> **Page text**

◇ ◇ ◇ ◇ ◇ ◇ ◇

The OP is interviewing at a country club. They certainly still do cook like that in private clubs. Also, many chefs will still ask you what the mother sauces are whether they expect you to make them or not.


----------



## chefross (May 5, 2010)

Greg said:


> lessthanwill22 said:
> 
> 
> > (Private User) said:
> ...


Or.....You all could be off completely and the country club kitchen is as bad as they get, and the OP will probably be so over qualified that even the Sous doesn't know what "Mis en Place" is


----------



## chefedb (Apr 3, 2010)

Here in Florida, with the exception of a few, most country clubs serve schlock.Most are ethnically  oriented and it's Quantity rather then Quality. Like a cruise line, unlimited food. They think carving Nova Salmon on a block of ice at the buffet is the greatest thing since chopped liver... I have worked in many clubs and of all of them I would call one upscale and that was The Everglades on Worth Avenue in Palm Beach where its quality first and no compromise.. Most others are strictly volume cooking with chopped parsley on top


----------



## oldfoodguy (Dec 9, 2010)

I may be a bit late to the party here, and if you had the interview already lizabu, I hope it went well. As important as the cook off is, don't lose sight of the talking part of the process.  I have interviewed a lot of line cooks and I love anyone that is not afraid to ask great questions of me or the sous or exec. They don't have to be threatening or asking them to reveal house secrets, but  challenging, intelligent, probing  questions about how we do things are important. They show me (us) that the candidate can think and will bring something more to the table than robotic repetition. As important, you will get a glimpse of how they treat employees. How your potential future boss reacts to being questioned may help you decide if it really is a place you want to work at.

◇ ◇ ◇ ◇ ◇ ◇ ◇

> **Directives**
A. Restate word for word the part of the thread about country club kitchen interviews, starting at "## oldfoodguy (Dec" and ending at "to work at.".
B. Answer these questions from the thread about country club kitchen interviews.
(i) What kind of place is the OP interviewing at?
(ii) Which club does chefedb call upscale, and on what avenue is it?
(iii) Whom does oldfoodguy say they love among the line cooks they interview?
C. Extend the thread about country club kitchen interviews, picking up after its last post.
The records on this page are not needed for any of the work.

◇ ◇ ◇ ◇ ◇ ◇ ◇

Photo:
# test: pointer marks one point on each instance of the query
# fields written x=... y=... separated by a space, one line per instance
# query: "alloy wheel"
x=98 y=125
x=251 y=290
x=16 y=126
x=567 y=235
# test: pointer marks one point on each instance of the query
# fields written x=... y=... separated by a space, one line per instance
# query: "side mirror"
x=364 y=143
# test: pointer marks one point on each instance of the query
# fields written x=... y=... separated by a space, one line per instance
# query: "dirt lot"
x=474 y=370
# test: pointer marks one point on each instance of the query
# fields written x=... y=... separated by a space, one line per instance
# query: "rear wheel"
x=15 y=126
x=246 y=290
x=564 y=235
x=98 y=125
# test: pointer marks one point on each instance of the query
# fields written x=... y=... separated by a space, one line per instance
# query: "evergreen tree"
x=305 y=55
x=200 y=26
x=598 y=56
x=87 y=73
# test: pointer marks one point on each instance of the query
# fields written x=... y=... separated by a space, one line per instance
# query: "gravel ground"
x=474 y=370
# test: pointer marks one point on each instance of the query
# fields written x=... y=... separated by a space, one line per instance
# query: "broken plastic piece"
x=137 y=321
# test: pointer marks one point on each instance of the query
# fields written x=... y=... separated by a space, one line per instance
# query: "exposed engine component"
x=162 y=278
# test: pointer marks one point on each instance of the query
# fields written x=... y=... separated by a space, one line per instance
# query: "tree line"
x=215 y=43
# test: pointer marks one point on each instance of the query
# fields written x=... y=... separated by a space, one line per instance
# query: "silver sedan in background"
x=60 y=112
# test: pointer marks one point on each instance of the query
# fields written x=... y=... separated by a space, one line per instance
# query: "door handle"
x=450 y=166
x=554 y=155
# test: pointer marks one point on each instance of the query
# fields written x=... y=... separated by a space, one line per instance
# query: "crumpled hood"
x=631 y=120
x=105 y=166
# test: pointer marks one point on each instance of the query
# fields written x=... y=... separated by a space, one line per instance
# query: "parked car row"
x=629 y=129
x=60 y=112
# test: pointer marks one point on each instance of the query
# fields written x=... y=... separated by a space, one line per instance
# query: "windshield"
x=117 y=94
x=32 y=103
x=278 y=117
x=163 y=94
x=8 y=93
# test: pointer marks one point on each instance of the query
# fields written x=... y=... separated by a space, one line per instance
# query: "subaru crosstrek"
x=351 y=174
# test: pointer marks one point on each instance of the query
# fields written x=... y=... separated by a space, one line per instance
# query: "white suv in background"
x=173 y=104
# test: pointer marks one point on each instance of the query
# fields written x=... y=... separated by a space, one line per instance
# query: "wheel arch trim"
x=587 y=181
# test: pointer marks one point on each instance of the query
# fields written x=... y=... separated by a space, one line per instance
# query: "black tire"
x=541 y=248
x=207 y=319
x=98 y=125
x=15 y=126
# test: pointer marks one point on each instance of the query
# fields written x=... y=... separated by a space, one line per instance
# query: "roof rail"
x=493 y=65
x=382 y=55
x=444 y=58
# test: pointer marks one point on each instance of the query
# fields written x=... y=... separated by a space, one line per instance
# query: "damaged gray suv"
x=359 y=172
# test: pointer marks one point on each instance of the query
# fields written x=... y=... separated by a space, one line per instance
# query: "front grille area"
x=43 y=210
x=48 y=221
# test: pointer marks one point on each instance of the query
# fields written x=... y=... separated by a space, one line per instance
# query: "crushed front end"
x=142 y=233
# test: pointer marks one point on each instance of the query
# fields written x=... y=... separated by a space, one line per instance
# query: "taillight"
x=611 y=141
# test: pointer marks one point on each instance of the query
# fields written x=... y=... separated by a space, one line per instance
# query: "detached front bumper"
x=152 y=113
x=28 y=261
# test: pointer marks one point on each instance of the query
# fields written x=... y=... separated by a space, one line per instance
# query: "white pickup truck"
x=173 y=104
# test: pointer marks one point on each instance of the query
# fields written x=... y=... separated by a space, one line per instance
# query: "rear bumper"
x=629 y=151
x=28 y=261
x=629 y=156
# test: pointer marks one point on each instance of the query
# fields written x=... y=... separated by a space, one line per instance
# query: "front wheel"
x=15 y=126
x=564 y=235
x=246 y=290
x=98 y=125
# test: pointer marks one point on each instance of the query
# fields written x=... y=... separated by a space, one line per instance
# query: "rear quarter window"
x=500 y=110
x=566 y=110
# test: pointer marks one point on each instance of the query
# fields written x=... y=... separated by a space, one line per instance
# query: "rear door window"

◇ ◇ ◇ ◇ ◇ ◇ ◇

> **Responses by task**
A.
## oldfoodguy (Dec 9, 2010)

I may be a bit late to the party here, and if you had the interview already lizabu, I hope it went well. As important as the cook off is, don't lose sight of the talking part of the process.  I have interviewed a lot of line cooks and I love anyone that is not afraid to ask great questions of me or the sous or exec. They don't have to be threatening or asking them to reveal house secrets, but  challenging, intelligent, probing  questions about how we do things are important. They show me (us) that the candidate can think and will bring something more to the table than robotic repetition. As important, you will get a glimpse of how they treat employees. How your potential future boss reacts to being questioned may help you decide if it really is a place you want to work at.

B.
(i) A country club.
(ii) The Everglades, on Worth Avenue in Palm Beach.
(iii) Anyone who is not afraid to ask great questions of them, the sous or the exec.

C.
----------



## greg (Dec 8, 1999)

OldFoodGuy said:


> I may be a bit late to the party here, and if you had the interview already lizabu, I hope it went well. As important as the cook off is, don't lose sight of the talking part of the process. I have interviewed a lot of line cooks and I love anyone that is not afraid to ask great questions of me or the sous or exec. They don't have to be threatening or asking them to reveal house secrets, but challenging, intelligent, probing questions about how we do things are important. They show me (us) that the candidate can think and will bring something more to the table than robotic repetition. As important, you will get a glimpse of how they treat employees. How your potential future boss reacts to being questioned may help you decide if it really is a place you want to work at.


Very good point here. Many people forget that the interview process works 2 ways. It's not just employers deciding whether or not they want to hire you, it's also your chance to decide whether or not you want to work for them.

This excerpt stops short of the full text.